Tasks and exercises>
[A] In the text on kidney stones, which two types of stone together make up 75% of all stones?
[B] From the text on kidney stones, extract word for word the part that opens with the words containing "Almost 10% of" and closes with "quite a while.".

Extract provided>
------------
Almost 10% of the population is affected but there are simple interventions to help. Kidney stones have even been found in Egyptian mummies so this malady has plagued humanity for quite a while.
Usually, you know when you have a kidney stone because the pain is intense and radiates from the flank down to the testicles or labia. You just can’t get comfortable and end up walking into the ER hunched over. Other conditions may mimic this pain such as an ectopic pregnancy, musculoskeletal conditions and even appendicitis.
There may or may not be blood in the urine and fever may be absent as well.
Most stones under 5 millimeters will pass on their own. And surprisingly up to 10% of stones that are 1 centimeter (10 milliliters) can pass as well but it may take a month.
Fluids are the primary treatment but certain medications such as tamulosin, may help a stone pass into the urine by relaxing the ureter (the tube to the bladder). Ibuprofen plus acetaminophen (Tylenol) often helps with the pain. Sometimes IV narcotics are required.
if the stone doesn’t pass then lithotripsy (shock waves in water under anesthesia) may help to dissolve them or sometimes the stone can be retrieved with a scope.
Kidney stones may be increasing with global warming since dehydration is more common and this predisposes to more kidney stones.
The most common stone is calcium oxalate followed by calcium phosphate. These 2 stones comprise 75% of all stones. Once again, hydration is the key. Drinking over 2 liters of fluid a day can help dissolve kidney stones.
Dietary calcium is quite useful because it binds oxalate in the gut and takes it out of your system.Foods high in oxalates (nuts, spinach, potatoes, tea, and chocolate) can increase the amount of oxalate in the urine so be sure to consume these in moderation.
Calcium phosphate stones can be related to hyperparathyroidism (when the gland behind the thyroid produces too much parathyroid hormone), renal tubular acidosis (a kidney condition that causes a buildup of acid in the body), and urinary tract infections.
------------
[Dataset entries]

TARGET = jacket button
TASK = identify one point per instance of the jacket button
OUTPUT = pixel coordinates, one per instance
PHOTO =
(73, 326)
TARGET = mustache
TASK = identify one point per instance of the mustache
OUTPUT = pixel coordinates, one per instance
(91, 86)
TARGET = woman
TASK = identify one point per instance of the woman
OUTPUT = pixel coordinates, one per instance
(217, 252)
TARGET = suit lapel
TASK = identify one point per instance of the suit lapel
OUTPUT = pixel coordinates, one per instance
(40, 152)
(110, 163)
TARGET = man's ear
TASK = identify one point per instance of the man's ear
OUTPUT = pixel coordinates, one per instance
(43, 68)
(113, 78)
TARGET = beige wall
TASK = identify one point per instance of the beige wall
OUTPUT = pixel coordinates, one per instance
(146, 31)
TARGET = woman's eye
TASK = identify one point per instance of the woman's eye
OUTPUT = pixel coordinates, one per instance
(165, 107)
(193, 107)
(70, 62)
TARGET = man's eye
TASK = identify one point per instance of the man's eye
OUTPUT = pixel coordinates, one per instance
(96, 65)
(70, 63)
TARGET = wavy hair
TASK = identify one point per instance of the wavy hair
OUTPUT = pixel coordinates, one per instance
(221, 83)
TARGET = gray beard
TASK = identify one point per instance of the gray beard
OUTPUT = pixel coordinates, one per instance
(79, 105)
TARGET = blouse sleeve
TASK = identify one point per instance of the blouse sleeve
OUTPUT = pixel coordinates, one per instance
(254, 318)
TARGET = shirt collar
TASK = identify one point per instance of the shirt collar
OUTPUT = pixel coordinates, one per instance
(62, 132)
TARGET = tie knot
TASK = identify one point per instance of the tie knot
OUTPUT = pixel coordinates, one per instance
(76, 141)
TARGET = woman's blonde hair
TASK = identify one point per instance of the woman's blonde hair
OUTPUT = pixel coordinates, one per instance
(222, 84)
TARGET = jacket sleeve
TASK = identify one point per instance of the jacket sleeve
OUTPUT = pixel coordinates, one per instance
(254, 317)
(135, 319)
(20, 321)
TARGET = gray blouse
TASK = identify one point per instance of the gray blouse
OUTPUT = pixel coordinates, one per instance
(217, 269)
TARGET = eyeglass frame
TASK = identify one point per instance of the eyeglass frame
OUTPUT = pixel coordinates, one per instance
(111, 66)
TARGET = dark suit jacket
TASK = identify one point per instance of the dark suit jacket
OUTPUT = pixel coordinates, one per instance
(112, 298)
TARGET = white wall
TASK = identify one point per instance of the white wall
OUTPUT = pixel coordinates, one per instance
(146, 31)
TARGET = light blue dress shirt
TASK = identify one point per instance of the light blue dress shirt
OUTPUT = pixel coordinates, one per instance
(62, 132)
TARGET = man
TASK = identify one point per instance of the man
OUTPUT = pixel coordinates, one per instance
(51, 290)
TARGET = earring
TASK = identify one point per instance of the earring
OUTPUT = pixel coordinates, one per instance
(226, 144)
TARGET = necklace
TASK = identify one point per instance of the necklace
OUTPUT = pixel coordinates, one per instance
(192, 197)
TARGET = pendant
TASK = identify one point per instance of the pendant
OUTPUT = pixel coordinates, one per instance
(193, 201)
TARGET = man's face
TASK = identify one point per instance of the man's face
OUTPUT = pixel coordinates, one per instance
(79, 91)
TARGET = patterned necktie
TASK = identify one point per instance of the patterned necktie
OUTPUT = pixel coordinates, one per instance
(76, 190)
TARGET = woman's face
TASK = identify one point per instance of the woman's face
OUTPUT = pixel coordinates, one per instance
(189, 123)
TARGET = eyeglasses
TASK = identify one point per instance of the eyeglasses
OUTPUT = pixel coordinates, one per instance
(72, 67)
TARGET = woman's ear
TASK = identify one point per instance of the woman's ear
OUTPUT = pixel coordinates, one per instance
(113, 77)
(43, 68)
------------
Answer set>
[A] Calcium oxalate and calcium phosphate stones.

[B]
Almost 10% of the population is affected but there are simple interventions to help. Kidney stones have even been found in Egyptian mummies so this malady has plagued humanity for quite a while.